**INSTRUÇÕES DO EXERCÍCIO**. Resuma em duas frases o trecho sobre a apelação previdenciária apresentado abaixo.

**TRECHO DO DOCUMENTO**.
────────────────
A apelante foi ainda condenada ao pagamento de honorários advocatícios, tendo em conta o estabelecido no art. 85 do NCPC, em 10% sobre o valor da condenação, compreendidas as parcelas vencidas (Súmula 76/TRF4), encontrando-se suspensa a exigibilidade nos termos do art. 98, § 3º, face à concessão do benefício da assistência judiciária gratuita concedida à demandada.
Em suas razões (evento 38 do eproc originário) pede a reforma da sentença, sustentando, em síntese, ser vedada a cobrança de valores recebidos, salvo comprovada má-fé, o que não se deu no caso concreto, uma vez que os valores foram recebidos por força de decisão judicial.
Foram apresentadas contrarrazões pelo INSS (evento 41). O feito alçou a esta Corte sendo devidamente autuado e distribuído.
É o relatório.
VOTO
Inicialmente, em observância às regras do atual CPC quanto ao juízo de admissibilidade, consigno que a apelação deve ser conhecida em face do preenchimento dos requisitos legais.
Na ação previdenciária nº 2011.71.57.000503-8, posteriormente autuada na forma eletrônica sob o nº 5007474-21.2011.404.7107, a apelante buscou provimento judicial no sentido de obtenção de aposentadoria por invalidez, a qual foi concedida em sentença, entretanto, em grau de recurso, restou revogada.
Não obstante tenha sido revogada a antecipação dos efeitos da tutela, tenho que é incabível a restituição dos valores recebidos a esse título.
Com efeito. Está consolidado o entendimento jurisprudencial no sentido de que, em se tratando de valores percebidos de boa-fé pelo segurado, seja por erro da Administração, seja em razão de antecipação de tutela, não é cabível a repetição das parcelas pagas.
────────────────
**SEÇÃO DE DADOS**.
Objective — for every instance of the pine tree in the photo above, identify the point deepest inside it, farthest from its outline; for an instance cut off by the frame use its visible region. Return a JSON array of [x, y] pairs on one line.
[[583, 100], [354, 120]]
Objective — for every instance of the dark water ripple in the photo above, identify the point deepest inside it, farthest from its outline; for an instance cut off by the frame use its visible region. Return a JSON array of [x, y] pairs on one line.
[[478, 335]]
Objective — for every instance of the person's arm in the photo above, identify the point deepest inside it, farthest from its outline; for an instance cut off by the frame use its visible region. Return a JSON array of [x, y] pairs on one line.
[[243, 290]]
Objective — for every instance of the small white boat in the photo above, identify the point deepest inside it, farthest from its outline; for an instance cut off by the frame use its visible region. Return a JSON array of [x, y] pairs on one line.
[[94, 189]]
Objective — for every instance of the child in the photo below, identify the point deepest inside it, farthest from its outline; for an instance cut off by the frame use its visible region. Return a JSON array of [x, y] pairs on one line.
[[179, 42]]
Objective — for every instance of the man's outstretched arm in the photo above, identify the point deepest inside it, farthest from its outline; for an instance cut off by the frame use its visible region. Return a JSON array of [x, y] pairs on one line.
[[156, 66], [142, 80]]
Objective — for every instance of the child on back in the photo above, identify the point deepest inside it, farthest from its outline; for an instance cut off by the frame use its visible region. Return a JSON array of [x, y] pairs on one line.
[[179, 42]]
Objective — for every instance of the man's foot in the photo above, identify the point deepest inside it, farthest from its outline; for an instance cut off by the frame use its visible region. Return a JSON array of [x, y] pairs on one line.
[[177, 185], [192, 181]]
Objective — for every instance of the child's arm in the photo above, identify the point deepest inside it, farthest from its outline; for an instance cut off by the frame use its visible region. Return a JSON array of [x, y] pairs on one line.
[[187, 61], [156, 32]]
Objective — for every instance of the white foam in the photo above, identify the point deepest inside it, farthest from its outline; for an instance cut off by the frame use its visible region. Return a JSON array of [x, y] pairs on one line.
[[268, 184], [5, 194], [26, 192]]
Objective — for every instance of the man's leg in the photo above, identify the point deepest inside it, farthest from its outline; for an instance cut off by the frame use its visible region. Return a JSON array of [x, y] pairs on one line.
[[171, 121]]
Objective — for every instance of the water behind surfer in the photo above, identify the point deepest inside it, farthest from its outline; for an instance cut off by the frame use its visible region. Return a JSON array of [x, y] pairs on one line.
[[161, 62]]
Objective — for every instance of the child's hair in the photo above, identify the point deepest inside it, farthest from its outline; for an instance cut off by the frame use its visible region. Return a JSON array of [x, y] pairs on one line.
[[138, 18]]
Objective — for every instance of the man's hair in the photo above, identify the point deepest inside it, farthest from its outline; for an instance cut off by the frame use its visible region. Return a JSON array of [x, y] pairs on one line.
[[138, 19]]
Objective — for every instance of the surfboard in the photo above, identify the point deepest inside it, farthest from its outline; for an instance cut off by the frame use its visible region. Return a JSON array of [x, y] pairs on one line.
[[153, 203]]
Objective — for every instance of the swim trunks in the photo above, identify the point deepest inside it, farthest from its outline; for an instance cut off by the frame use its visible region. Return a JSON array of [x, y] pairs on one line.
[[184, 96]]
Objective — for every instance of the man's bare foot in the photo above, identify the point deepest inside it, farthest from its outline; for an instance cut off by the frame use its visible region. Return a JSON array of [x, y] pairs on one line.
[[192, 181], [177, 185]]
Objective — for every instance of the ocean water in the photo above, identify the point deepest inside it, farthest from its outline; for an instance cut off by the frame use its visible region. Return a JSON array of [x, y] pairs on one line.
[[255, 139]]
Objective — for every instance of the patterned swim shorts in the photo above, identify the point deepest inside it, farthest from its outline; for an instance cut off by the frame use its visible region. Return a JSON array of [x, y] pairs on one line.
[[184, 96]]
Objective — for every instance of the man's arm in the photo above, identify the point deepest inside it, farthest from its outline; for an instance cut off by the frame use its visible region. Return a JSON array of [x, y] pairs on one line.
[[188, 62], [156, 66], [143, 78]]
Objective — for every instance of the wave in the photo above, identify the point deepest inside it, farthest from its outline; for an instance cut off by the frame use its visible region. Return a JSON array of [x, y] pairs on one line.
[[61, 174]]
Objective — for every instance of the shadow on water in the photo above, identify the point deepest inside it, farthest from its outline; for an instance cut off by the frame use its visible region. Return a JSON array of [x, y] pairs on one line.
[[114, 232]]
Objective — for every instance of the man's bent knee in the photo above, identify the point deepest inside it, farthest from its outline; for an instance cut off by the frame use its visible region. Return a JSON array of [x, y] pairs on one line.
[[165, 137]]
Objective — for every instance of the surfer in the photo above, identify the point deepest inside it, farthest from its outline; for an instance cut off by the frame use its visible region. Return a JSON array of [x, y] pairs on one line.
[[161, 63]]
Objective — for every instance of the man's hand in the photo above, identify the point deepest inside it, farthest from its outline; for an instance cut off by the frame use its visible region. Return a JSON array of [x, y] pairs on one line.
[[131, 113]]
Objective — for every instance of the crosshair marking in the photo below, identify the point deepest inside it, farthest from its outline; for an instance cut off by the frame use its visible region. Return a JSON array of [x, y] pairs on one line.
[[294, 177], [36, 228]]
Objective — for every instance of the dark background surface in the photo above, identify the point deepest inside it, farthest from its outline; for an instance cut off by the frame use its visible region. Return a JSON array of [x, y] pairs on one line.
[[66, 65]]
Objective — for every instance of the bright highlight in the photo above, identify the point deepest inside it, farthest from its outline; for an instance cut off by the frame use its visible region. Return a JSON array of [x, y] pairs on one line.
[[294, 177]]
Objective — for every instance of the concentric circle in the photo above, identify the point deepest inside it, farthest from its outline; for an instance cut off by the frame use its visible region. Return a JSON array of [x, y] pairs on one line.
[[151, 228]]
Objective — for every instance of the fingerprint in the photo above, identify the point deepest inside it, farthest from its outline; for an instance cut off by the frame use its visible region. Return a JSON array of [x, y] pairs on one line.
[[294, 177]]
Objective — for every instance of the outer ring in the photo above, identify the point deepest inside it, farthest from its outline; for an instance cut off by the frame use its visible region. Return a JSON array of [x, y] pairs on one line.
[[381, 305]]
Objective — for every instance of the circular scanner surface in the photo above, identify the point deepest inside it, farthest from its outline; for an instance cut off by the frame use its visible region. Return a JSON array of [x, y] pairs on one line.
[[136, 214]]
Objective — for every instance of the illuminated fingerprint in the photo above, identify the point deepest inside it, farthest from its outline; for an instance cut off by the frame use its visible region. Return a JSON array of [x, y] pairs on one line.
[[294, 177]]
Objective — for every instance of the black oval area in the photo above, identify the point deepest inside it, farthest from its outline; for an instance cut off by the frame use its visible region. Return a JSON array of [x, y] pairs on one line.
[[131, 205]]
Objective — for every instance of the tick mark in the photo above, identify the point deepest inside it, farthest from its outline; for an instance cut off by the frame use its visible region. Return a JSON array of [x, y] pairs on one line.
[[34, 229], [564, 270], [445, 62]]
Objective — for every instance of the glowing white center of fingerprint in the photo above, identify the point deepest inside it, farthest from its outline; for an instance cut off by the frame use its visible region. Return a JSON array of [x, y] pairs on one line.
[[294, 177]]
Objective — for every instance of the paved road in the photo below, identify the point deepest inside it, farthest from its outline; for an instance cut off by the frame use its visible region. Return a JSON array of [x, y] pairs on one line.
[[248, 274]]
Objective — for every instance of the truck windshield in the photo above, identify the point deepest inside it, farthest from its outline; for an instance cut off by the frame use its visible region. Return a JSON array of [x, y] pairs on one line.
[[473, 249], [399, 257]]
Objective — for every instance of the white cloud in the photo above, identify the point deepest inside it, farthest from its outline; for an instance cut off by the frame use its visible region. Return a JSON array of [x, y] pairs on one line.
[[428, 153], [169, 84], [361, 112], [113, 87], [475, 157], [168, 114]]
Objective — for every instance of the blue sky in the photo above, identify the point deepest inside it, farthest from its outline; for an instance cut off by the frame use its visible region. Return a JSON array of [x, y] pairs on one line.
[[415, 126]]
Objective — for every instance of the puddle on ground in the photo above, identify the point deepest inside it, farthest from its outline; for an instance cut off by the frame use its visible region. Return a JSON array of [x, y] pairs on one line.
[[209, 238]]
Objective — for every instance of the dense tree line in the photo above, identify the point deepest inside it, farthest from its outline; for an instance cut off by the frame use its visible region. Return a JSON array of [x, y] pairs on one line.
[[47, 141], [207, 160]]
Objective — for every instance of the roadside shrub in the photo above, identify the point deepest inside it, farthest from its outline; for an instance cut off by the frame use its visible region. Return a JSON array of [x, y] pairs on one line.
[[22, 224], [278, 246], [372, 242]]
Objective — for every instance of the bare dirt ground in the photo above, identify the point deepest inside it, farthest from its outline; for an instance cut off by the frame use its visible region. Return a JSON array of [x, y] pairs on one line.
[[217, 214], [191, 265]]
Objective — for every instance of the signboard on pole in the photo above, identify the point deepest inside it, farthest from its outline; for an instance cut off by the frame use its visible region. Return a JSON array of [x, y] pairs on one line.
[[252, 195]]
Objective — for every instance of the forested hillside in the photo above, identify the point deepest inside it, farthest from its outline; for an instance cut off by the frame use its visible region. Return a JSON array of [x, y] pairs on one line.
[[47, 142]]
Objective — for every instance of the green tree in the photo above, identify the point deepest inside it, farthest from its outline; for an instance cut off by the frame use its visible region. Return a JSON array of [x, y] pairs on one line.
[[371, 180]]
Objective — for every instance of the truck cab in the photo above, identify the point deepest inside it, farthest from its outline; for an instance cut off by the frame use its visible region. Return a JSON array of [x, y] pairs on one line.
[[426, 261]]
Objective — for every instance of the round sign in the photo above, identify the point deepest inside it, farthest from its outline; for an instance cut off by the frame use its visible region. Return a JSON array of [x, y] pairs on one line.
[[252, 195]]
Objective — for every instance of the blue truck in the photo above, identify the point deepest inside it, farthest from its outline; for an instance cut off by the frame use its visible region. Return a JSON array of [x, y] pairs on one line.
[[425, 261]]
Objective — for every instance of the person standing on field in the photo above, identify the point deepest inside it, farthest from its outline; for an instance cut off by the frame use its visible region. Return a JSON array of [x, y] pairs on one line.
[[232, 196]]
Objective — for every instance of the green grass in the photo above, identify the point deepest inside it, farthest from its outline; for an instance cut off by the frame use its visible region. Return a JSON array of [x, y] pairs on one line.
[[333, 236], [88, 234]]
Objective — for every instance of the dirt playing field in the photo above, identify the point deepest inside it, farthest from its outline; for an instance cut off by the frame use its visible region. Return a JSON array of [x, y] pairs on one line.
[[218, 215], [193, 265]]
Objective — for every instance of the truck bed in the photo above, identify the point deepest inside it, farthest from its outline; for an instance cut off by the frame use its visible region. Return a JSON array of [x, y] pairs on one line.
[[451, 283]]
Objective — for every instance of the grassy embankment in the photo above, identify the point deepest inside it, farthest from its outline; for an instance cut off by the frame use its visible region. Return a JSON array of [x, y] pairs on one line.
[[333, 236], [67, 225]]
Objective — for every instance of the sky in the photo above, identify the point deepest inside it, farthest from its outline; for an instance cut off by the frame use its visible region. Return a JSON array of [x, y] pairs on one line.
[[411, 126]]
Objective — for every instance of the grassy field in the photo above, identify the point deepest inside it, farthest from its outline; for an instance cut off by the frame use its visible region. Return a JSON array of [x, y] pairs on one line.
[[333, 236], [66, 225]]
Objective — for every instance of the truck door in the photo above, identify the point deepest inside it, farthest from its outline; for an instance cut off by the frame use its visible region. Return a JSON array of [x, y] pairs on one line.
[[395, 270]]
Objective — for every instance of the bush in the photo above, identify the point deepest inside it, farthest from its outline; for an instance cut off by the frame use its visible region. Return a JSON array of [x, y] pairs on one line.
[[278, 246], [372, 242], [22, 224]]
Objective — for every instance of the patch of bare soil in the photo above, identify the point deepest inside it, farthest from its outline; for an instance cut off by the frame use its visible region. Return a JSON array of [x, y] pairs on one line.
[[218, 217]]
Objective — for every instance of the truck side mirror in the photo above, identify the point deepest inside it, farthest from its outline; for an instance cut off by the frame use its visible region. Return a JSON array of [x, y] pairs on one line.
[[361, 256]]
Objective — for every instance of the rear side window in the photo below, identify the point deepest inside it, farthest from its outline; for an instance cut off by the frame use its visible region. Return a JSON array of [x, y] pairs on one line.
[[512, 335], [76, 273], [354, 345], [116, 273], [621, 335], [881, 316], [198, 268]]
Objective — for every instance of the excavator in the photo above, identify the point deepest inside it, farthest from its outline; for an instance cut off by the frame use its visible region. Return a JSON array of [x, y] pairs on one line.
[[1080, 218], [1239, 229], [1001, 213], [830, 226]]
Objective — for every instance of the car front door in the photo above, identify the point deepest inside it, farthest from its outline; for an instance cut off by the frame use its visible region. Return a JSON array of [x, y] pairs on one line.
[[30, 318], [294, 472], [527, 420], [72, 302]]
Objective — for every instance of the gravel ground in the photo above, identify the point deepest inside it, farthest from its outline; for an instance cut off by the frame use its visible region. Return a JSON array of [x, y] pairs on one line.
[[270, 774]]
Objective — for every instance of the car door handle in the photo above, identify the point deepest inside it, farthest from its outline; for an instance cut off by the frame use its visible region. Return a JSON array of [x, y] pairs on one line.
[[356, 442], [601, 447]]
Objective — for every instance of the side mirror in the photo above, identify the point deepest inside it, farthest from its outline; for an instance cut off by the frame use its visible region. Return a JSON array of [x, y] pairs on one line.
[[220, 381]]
────────────────
**RESPOSTA DO EXERCÍCIO**. A apelante, condenada também ao pagamento de honorários advocatícios de 10% sobre o valor da condenação, com a exigibilidade suspensa pela assistência judiciária gratuita, pede a reforma da sentença e sustenta que é vedada a cobrança de valores recebidos sem comprovada má-fé, já que os recebeu por força de decisão judicial. O voto conhece da apelação e considera incabível a restituição dos valores recebidos por antecipação de tutela depois revogada, com base no entendimento jurisprudencial consolidado de que não cabe a repetição de parcelas percebidas de boa-fé pelo segurado.